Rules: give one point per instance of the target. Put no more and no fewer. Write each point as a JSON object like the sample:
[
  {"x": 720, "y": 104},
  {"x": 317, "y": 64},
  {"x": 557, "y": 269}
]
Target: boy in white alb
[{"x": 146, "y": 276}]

#####

◆ Aim of the exercise: Take each line of the listing above and set it down again exactly.

◆ Output of the task:
Rules: give one point per instance of the target. Put no more and no fewer. Write each point as a JSON object like the sample:
[
  {"x": 720, "y": 104},
  {"x": 317, "y": 64},
  {"x": 557, "y": 269}
]
Target: boy in white alb
[{"x": 146, "y": 276}]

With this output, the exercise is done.